■ WORK TO DO:
From the data below, pull out every line that contains the word "brown" and list those lines.

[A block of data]
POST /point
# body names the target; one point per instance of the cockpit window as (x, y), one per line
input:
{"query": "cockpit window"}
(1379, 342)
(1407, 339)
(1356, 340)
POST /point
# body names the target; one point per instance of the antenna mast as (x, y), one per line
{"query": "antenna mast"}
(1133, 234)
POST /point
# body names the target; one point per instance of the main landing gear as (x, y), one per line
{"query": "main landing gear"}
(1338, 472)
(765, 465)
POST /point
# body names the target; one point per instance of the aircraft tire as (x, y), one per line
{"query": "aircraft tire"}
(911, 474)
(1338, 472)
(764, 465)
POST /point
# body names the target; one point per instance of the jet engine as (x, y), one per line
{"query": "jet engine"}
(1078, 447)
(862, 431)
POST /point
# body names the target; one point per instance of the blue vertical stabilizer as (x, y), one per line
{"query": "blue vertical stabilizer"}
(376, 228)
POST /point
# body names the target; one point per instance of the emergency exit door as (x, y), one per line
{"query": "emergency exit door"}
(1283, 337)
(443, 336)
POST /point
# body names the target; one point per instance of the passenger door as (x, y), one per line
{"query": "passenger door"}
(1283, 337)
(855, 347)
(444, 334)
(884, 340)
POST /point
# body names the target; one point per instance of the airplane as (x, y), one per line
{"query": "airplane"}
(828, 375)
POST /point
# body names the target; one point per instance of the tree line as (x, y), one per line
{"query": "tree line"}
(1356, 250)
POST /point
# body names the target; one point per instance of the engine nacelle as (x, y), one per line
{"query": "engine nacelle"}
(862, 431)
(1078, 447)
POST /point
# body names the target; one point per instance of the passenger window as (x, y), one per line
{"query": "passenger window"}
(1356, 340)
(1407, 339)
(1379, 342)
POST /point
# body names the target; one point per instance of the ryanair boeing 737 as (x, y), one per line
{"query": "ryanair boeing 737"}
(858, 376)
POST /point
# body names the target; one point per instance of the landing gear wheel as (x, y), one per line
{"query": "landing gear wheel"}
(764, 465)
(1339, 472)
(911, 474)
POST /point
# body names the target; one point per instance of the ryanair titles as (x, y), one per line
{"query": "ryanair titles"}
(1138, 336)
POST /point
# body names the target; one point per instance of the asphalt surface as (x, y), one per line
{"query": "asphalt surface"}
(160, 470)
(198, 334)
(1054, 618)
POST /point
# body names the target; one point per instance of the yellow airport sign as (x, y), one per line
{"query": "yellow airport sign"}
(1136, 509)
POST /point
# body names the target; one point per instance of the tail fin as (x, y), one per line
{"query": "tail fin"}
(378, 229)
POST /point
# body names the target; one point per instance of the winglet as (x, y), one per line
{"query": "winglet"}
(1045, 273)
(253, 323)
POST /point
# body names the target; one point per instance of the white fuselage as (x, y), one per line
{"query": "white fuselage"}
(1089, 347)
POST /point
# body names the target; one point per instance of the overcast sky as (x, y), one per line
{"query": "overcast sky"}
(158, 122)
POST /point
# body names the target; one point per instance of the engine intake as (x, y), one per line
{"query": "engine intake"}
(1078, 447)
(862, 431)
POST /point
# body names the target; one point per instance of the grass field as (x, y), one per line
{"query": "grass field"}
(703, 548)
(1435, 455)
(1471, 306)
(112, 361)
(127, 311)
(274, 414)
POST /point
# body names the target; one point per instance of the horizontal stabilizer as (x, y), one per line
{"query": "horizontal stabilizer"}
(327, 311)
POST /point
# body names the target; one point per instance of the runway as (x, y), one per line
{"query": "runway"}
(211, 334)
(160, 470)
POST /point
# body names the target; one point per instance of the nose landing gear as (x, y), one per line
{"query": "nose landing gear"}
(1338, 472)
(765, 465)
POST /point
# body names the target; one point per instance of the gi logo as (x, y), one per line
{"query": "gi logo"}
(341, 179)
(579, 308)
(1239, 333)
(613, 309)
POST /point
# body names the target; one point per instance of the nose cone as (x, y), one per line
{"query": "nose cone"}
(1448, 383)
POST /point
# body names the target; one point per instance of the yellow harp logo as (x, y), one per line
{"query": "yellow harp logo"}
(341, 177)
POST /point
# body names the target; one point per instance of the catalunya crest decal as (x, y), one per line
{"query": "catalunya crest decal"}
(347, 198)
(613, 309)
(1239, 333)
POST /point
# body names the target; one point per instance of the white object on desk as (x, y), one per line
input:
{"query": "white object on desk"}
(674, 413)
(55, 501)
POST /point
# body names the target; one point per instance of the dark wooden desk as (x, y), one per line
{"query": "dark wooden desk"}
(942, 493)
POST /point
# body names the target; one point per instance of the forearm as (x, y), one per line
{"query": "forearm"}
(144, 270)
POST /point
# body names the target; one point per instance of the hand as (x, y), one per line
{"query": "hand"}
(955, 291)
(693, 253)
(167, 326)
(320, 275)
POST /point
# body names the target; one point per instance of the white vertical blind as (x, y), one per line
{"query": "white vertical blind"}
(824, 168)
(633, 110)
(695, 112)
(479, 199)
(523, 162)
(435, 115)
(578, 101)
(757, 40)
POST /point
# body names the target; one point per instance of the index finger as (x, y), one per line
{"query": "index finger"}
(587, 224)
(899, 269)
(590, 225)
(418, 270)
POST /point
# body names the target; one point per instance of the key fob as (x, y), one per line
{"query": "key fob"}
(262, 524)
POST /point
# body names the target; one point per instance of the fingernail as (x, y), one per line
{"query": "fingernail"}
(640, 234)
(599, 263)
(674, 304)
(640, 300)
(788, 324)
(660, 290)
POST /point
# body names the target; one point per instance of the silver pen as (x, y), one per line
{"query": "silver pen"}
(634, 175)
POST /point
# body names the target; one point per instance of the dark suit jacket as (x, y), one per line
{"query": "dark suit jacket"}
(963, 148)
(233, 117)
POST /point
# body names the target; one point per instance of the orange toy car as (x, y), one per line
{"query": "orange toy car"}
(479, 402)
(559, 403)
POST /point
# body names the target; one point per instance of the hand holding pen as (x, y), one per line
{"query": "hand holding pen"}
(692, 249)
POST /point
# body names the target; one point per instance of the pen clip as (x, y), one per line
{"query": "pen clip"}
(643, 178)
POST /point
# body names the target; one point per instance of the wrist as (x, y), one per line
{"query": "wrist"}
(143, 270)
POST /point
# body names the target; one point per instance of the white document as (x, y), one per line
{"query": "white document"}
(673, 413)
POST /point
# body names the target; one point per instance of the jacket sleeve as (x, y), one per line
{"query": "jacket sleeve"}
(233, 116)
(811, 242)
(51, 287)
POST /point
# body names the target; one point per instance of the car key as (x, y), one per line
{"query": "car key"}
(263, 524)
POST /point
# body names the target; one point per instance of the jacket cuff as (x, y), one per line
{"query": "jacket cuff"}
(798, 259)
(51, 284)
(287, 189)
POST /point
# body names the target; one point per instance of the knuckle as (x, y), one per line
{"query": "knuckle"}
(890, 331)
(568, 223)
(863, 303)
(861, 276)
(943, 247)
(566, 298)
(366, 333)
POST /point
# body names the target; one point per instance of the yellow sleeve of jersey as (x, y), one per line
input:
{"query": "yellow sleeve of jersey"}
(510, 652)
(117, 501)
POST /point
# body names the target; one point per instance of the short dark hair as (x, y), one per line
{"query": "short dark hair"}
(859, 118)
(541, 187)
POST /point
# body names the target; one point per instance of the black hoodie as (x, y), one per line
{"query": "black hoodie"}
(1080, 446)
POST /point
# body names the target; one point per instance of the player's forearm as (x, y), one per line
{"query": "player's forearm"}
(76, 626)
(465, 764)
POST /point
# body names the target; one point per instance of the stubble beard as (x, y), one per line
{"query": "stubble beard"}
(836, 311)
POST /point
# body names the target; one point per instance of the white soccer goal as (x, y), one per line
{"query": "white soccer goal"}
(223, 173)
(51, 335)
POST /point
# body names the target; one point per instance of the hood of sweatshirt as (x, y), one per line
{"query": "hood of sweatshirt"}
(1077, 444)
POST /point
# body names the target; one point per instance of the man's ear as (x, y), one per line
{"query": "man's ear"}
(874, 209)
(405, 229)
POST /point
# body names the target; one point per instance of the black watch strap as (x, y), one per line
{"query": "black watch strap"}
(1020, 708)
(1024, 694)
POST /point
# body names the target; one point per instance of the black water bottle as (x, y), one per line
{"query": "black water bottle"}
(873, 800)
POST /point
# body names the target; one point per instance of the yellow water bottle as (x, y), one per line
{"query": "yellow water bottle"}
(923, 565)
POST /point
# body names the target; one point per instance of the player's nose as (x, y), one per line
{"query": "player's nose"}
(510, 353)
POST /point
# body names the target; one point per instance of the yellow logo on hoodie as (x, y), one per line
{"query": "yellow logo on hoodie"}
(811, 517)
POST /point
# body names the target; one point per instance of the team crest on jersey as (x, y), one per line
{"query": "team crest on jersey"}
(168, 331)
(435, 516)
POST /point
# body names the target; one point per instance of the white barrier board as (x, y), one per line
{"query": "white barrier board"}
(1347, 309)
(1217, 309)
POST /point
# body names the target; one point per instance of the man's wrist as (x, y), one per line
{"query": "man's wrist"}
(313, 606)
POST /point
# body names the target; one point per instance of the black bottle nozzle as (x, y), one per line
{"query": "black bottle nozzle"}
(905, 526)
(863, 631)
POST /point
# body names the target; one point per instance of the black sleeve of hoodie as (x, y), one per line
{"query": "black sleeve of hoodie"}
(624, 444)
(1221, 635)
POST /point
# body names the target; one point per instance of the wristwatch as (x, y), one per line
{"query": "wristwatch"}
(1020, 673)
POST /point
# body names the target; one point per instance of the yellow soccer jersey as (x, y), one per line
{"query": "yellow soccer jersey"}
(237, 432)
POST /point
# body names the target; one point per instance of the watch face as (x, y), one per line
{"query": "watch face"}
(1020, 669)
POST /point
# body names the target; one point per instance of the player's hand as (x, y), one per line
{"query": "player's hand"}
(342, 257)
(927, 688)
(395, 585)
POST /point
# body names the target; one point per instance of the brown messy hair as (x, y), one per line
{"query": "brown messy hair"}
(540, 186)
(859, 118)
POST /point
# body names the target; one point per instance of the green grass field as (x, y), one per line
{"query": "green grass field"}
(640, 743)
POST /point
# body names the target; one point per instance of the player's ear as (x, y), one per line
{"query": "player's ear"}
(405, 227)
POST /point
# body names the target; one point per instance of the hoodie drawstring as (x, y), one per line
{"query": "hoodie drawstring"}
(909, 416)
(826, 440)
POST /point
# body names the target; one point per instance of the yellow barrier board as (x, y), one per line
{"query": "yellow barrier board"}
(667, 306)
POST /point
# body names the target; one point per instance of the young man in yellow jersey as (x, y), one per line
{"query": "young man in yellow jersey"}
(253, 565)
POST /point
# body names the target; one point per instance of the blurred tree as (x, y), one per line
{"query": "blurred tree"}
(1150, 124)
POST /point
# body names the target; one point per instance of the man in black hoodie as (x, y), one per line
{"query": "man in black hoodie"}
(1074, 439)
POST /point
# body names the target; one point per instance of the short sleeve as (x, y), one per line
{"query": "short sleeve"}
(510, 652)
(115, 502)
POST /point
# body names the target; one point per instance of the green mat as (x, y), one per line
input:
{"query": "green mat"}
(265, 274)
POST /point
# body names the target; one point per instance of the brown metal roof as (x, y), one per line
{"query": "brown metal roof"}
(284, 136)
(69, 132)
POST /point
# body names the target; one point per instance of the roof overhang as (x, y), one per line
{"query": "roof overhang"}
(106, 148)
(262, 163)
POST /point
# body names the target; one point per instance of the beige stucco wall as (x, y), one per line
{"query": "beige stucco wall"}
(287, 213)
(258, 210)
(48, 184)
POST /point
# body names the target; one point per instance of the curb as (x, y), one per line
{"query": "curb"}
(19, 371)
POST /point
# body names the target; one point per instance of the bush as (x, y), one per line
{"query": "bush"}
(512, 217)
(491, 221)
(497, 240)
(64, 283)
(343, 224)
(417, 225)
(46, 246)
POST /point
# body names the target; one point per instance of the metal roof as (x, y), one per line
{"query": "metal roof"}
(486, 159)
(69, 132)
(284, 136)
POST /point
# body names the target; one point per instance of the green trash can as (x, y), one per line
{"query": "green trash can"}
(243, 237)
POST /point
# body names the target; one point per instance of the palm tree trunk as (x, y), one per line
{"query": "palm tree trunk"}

■ WORKED SOLUTION:
# body names the target; one point per instance of the brown messy hair as (x, y), one per line
{"query": "brown messy hair"}
# body names the target; one point per instance of the brown metal roof as (x, y), one per line
{"query": "brown metal roof"}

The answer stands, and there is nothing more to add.